(PROVIDED MATERIAL begins)

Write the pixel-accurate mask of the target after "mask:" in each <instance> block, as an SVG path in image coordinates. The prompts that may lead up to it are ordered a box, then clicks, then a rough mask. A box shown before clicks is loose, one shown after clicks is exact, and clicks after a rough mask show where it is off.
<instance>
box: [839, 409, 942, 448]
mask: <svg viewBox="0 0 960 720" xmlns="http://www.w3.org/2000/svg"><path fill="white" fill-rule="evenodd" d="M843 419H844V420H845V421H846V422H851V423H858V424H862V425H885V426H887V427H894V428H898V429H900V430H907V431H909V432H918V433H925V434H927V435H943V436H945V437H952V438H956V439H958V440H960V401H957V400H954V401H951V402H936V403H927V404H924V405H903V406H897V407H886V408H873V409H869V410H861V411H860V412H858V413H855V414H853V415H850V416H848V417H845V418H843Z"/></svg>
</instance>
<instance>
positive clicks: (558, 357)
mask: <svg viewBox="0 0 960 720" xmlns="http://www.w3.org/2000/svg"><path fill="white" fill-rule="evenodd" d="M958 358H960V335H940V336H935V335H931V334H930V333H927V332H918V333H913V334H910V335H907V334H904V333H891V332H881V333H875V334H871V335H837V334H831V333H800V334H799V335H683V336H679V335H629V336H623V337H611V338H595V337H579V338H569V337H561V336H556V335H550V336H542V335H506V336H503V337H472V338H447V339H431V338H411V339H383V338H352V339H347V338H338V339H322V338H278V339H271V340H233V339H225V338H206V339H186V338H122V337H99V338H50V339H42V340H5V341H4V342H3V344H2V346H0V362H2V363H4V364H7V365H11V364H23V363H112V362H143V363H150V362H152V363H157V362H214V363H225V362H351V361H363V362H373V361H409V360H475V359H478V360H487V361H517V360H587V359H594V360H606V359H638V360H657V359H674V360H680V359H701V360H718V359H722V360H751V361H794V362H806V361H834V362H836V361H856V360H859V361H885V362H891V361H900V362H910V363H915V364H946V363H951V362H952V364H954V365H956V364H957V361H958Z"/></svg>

(PROVIDED MATERIAL ends)
(PROVIDED MATERIAL begins)

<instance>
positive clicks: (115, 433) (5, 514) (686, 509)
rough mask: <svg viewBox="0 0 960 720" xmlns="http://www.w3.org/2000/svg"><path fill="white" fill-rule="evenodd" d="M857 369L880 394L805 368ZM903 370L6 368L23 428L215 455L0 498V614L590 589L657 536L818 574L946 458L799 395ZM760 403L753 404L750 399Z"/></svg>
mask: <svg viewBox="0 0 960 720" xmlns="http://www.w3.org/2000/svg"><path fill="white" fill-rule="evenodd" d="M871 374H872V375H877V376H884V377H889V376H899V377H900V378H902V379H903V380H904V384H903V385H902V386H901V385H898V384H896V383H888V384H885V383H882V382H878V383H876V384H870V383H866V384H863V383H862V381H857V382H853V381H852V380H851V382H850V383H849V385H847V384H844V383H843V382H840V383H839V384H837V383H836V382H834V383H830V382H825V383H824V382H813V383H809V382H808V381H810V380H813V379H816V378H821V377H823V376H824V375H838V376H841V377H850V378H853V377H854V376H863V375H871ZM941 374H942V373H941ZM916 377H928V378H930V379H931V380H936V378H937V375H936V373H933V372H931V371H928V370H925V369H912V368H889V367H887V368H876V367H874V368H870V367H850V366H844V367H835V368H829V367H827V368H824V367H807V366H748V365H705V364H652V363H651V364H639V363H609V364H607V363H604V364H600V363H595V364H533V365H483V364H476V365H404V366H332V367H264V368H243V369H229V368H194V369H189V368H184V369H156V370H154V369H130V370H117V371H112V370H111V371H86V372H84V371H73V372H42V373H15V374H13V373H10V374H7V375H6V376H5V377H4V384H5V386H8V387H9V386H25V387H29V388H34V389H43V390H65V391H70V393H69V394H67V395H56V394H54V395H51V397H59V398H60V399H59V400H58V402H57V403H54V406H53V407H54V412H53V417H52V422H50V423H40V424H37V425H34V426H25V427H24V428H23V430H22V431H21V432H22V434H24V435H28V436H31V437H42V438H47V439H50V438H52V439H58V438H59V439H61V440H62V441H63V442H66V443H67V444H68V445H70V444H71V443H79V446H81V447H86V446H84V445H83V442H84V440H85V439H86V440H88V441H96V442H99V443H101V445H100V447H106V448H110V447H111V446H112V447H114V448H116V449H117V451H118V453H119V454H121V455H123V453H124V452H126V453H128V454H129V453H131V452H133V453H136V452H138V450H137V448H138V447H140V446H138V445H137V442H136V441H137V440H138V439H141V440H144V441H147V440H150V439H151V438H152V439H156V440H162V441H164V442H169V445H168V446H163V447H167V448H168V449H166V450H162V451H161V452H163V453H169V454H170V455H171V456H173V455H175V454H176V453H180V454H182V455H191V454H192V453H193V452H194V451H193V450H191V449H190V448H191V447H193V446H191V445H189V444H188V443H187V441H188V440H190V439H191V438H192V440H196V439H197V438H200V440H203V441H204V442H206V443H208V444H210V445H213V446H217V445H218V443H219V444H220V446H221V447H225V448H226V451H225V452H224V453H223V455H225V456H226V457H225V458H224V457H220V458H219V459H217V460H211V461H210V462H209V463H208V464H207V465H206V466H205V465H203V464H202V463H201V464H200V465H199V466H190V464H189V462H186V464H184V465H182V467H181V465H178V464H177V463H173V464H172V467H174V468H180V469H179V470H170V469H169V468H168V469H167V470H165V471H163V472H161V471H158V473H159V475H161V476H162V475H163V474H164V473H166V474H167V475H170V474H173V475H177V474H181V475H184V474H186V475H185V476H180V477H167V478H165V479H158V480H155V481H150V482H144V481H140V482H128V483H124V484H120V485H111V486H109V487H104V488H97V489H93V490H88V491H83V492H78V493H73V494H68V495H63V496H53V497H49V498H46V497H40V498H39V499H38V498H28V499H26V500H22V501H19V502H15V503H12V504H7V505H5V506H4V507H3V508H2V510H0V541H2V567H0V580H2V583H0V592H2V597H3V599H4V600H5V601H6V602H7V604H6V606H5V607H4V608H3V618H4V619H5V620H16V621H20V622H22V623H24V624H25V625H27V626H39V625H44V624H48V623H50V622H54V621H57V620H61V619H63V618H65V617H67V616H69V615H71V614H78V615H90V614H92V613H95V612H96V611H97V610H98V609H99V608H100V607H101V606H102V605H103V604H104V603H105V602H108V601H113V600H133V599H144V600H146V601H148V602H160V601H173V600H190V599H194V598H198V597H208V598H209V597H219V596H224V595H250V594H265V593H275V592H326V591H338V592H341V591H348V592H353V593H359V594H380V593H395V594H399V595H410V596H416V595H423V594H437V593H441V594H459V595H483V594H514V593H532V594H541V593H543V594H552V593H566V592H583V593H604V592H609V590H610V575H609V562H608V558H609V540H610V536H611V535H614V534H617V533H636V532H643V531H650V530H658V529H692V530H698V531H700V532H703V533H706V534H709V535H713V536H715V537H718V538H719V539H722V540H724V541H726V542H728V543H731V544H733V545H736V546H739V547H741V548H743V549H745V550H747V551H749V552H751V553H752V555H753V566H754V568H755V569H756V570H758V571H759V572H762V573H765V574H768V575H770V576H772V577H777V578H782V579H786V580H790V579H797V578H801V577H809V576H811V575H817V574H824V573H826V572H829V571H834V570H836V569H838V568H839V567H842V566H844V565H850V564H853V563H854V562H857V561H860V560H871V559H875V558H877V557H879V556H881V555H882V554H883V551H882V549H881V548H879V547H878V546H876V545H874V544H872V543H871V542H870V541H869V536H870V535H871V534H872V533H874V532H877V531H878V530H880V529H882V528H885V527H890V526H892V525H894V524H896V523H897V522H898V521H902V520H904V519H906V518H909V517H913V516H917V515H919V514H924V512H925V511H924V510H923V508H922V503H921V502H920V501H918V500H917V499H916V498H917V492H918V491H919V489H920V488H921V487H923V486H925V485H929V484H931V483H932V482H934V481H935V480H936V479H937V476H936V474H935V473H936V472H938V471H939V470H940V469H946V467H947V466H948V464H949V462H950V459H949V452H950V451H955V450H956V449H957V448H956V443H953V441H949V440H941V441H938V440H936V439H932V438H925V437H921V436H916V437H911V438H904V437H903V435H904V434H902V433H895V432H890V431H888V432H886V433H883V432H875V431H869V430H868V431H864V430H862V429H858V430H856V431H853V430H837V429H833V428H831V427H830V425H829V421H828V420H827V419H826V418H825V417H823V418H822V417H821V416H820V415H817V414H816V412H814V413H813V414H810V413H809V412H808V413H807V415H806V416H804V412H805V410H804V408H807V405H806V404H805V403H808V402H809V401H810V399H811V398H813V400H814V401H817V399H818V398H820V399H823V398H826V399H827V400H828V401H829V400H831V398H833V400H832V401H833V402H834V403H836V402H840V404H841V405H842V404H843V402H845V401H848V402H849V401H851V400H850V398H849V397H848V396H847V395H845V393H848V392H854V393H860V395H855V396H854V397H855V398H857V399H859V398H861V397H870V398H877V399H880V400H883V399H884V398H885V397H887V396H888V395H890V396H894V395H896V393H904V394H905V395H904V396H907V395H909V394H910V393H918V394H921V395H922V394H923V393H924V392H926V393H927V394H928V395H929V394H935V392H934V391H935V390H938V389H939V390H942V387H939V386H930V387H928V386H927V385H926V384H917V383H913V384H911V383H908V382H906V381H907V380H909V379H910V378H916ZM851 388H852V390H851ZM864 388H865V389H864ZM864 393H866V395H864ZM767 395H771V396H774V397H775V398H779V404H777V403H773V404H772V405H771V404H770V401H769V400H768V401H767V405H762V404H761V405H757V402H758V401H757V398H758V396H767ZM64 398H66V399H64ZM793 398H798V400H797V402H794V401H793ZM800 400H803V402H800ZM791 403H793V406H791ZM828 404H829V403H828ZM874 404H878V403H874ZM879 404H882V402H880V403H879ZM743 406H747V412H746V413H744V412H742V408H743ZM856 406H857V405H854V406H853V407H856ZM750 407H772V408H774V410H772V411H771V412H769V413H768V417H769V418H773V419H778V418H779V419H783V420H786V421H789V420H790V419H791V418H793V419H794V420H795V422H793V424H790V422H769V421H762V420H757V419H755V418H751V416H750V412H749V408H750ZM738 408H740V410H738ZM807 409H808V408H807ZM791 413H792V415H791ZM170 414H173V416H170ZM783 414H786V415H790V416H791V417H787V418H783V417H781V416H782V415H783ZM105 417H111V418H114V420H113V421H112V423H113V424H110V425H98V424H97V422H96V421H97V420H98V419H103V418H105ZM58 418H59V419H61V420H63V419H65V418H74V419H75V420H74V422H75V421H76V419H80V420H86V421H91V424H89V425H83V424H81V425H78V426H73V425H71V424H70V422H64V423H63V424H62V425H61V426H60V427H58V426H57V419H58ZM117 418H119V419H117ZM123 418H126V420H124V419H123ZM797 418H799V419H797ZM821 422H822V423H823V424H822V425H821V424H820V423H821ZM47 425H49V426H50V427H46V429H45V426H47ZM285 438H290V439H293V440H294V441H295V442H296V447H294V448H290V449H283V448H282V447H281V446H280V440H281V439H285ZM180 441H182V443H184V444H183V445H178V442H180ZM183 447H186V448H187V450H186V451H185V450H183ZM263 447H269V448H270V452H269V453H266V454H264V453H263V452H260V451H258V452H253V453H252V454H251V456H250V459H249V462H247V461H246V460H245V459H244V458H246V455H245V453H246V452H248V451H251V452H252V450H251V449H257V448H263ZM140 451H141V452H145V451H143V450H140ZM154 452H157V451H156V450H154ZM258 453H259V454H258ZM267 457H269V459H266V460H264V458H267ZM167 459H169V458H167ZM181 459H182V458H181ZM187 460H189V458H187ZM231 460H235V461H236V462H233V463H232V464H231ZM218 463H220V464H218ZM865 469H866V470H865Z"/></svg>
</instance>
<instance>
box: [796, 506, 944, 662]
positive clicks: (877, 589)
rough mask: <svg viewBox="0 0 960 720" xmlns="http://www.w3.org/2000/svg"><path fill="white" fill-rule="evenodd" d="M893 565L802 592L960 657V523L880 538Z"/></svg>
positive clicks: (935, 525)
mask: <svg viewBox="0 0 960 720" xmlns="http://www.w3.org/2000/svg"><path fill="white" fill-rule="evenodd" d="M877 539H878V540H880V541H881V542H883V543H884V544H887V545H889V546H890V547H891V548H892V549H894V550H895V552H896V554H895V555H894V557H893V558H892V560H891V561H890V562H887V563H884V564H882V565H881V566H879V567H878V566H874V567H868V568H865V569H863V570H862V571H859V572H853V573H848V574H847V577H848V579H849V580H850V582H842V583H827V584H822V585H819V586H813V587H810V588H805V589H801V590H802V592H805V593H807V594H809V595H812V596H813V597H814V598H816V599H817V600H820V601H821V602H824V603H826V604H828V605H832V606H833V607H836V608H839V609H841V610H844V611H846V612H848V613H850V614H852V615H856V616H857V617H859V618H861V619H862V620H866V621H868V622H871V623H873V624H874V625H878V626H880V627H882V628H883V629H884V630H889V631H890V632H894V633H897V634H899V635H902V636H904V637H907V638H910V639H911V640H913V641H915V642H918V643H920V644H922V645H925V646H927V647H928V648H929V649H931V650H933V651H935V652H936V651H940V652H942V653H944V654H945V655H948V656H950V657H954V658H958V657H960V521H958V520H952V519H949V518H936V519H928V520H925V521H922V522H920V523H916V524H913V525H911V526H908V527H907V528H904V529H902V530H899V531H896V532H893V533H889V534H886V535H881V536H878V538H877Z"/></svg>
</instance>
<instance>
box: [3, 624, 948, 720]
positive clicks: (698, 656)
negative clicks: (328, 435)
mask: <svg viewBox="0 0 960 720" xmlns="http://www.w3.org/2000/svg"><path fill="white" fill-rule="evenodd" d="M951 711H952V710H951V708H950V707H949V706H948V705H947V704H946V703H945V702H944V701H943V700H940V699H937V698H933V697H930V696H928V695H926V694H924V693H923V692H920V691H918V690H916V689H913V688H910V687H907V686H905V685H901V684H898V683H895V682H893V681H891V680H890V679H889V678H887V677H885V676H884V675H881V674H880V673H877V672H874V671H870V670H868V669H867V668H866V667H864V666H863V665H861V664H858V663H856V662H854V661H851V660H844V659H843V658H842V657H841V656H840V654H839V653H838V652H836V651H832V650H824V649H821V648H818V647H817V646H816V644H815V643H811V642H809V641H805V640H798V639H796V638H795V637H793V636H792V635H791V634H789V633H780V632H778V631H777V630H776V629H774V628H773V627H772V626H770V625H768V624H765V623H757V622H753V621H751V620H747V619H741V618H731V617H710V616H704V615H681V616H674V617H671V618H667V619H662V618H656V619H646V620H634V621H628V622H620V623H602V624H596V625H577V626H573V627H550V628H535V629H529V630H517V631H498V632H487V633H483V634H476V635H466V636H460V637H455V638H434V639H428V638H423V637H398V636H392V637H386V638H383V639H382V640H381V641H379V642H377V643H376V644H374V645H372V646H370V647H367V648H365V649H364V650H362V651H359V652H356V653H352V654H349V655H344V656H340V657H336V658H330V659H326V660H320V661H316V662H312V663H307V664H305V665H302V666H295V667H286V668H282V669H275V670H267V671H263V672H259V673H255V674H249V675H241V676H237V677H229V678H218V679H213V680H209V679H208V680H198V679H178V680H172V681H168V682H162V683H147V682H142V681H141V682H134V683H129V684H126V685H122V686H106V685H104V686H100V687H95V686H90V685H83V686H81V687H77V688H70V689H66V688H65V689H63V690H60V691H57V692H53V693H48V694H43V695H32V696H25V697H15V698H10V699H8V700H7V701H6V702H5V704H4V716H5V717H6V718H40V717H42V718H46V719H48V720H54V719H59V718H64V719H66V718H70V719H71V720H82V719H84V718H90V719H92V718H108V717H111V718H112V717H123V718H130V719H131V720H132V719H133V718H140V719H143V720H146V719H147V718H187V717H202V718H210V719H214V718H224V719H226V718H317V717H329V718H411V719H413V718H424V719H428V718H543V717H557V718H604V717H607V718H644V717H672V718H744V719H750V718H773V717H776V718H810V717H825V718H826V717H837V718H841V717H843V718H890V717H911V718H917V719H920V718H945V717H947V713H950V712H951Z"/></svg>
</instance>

(PROVIDED MATERIAL ends)
(PROVIDED MATERIAL begins)

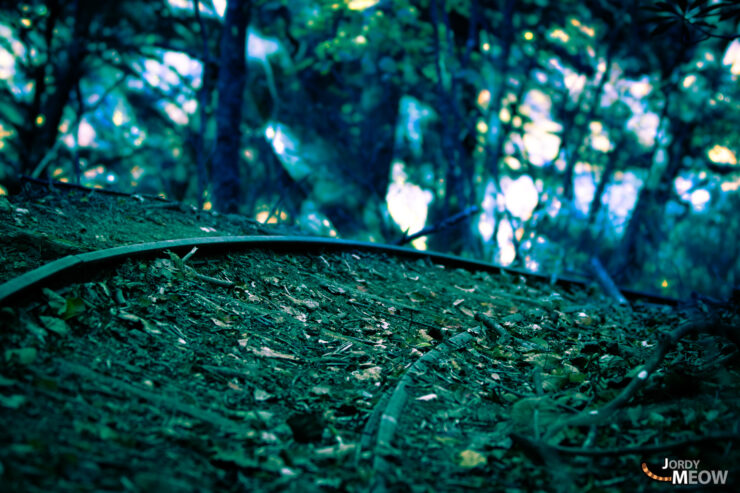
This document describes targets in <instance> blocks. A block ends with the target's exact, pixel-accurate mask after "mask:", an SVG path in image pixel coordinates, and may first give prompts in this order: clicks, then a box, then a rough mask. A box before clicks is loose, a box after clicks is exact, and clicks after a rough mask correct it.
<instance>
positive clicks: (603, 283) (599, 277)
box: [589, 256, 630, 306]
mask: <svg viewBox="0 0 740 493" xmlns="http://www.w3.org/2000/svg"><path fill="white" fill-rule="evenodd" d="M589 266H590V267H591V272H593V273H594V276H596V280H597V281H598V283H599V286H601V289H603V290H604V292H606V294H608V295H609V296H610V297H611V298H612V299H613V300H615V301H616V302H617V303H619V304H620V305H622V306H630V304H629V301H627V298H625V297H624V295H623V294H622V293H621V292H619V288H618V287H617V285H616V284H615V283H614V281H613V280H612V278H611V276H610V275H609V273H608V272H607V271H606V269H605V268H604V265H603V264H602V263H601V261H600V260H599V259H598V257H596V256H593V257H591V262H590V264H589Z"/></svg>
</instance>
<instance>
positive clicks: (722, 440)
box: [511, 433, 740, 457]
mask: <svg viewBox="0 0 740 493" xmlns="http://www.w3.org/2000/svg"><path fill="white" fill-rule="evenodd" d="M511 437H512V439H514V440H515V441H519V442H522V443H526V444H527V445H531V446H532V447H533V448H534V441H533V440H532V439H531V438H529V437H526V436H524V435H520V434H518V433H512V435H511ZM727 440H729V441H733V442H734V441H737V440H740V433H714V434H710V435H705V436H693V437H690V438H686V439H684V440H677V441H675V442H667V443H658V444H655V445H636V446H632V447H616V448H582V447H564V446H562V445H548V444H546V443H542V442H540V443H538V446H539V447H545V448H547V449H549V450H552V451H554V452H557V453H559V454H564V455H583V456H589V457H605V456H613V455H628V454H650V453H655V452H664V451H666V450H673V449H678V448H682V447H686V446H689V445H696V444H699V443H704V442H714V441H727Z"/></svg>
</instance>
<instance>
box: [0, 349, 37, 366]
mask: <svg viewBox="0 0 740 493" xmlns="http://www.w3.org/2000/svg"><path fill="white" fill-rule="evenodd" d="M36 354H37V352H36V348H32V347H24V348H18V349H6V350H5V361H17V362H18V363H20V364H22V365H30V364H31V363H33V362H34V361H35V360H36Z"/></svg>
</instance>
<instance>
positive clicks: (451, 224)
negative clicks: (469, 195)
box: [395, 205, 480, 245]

(PROVIDED MATERIAL ends)

● AIM OF THE EXERCISE:
In the records above, find the line with "positive clicks: (722, 440)"; write out exactly that line and each one after it, stopping after the line with "box: [395, 205, 480, 245]".

● THE COMPLETED TASK:
positive clicks: (722, 440)
box: [511, 433, 740, 457]
mask: <svg viewBox="0 0 740 493" xmlns="http://www.w3.org/2000/svg"><path fill="white" fill-rule="evenodd" d="M511 437H512V439H514V440H515V441H519V442H522V443H526V444H527V445H531V446H532V447H533V448H534V441H533V440H532V439H531V438H529V437H526V436H524V435H520V434H518V433H512V435H511ZM727 440H729V441H733V442H734V441H737V440H740V433H714V434H710V435H705V436H693V437H690V438H686V439H684V440H677V441H675V442H667V443H658V444H655V445H636V446H632V447H616V448H582V447H564V446H562V445H548V444H546V443H542V442H540V443H538V446H539V447H545V448H547V449H549V450H552V451H554V452H557V453H559V454H564V455H583V456H589V457H605V456H613V455H628V454H650V453H655V452H664V451H666V450H673V449H678V448H682V447H686V446H689V445H696V444H699V443H704V442H714V441H727Z"/></svg>
</instance>
<instance>
box: [0, 349, 37, 366]
mask: <svg viewBox="0 0 740 493" xmlns="http://www.w3.org/2000/svg"><path fill="white" fill-rule="evenodd" d="M36 354H37V352H36V348H32V347H24V348H18V349H6V350H5V361H17V362H18V363H20V364H22V365H30V364H31V363H33V362H34V361H35V360H36Z"/></svg>
</instance>
<instance>
positive clicks: (451, 224)
negative clicks: (469, 195)
box: [395, 205, 480, 245]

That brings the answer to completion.